### YOUR OBJECTIVE
Change "largest circle" to "biggest circle" in the lines starting with the line that contains "for every instance of the dark" and going on through the line that contains "(1002, 406)", and give those lines again with nothing else altered.

### DATA SHOWN
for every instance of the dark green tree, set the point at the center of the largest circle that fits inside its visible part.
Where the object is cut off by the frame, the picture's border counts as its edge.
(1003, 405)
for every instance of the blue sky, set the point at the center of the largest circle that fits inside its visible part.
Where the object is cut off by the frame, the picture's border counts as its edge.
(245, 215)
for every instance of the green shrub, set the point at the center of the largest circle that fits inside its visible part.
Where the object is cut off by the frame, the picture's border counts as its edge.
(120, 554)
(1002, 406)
...
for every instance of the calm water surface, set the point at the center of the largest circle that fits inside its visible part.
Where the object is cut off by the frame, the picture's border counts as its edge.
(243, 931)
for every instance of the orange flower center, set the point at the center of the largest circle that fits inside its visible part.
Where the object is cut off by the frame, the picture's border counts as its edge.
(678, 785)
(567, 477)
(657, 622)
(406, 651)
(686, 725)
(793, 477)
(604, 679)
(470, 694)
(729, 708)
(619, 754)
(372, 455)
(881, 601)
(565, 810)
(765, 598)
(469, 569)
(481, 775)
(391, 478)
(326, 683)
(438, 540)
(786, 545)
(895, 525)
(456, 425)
...
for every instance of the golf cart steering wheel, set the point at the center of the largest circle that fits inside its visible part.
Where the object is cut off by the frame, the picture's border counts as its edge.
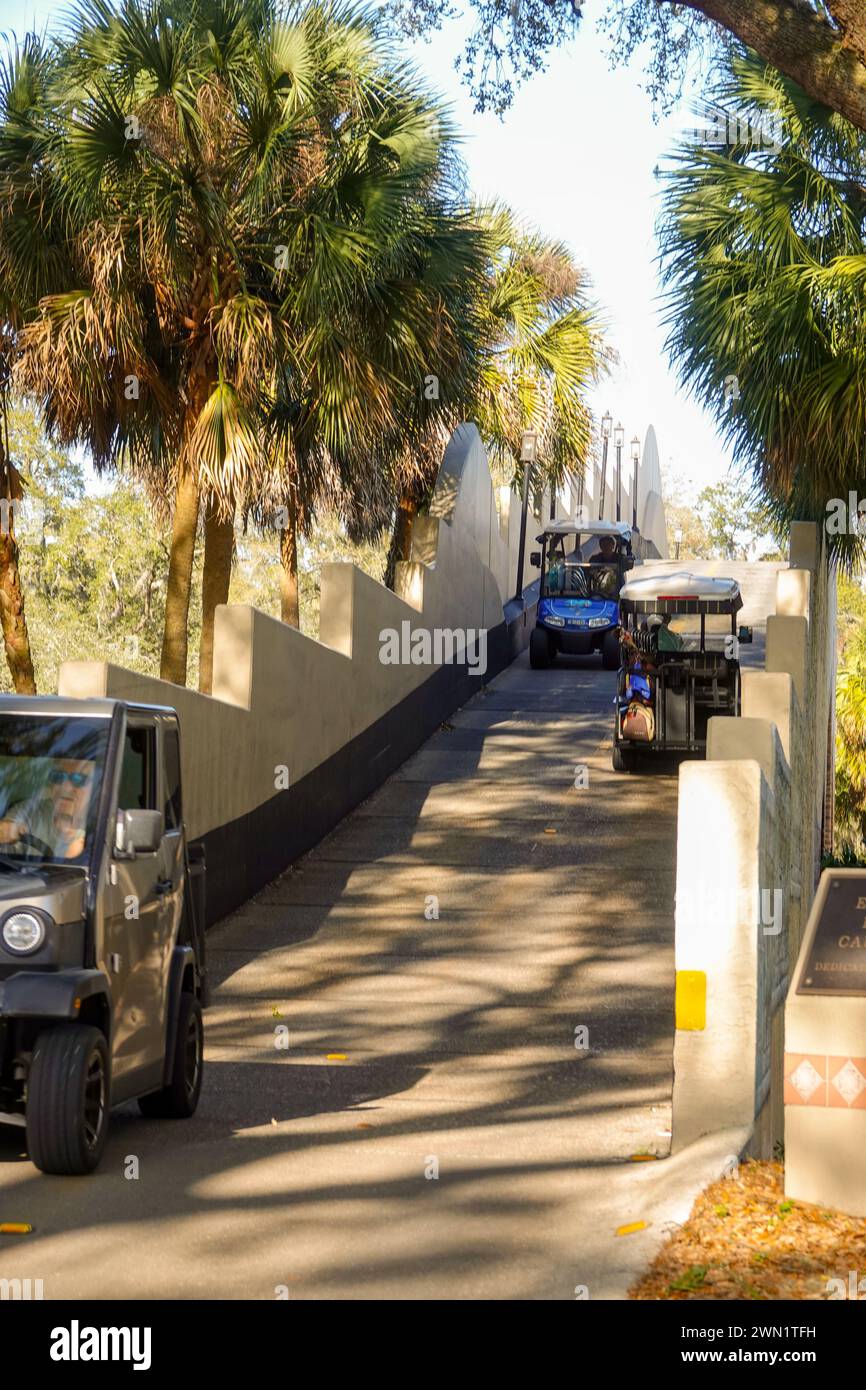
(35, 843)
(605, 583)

### EXERCISE OUTPUT
for every instance of the dark green tree, set the point at the center of the biggest circle that fits inside its visible part.
Where the object is cut off by the frame, the picture's border counts as its edge.
(1003, 405)
for every instance of the blue sky, set the point at the center of the biggest circle that fits inside its visible part.
Where the object is cut off by the frame, the picture's border counts as its edge.
(245, 215)
for every instance of the green shrub, set the point at the center of the biggest circle that fits inside its visible part.
Where the object is cut off by the frame, the picture's border counts as its edge.
(120, 554)
(1002, 406)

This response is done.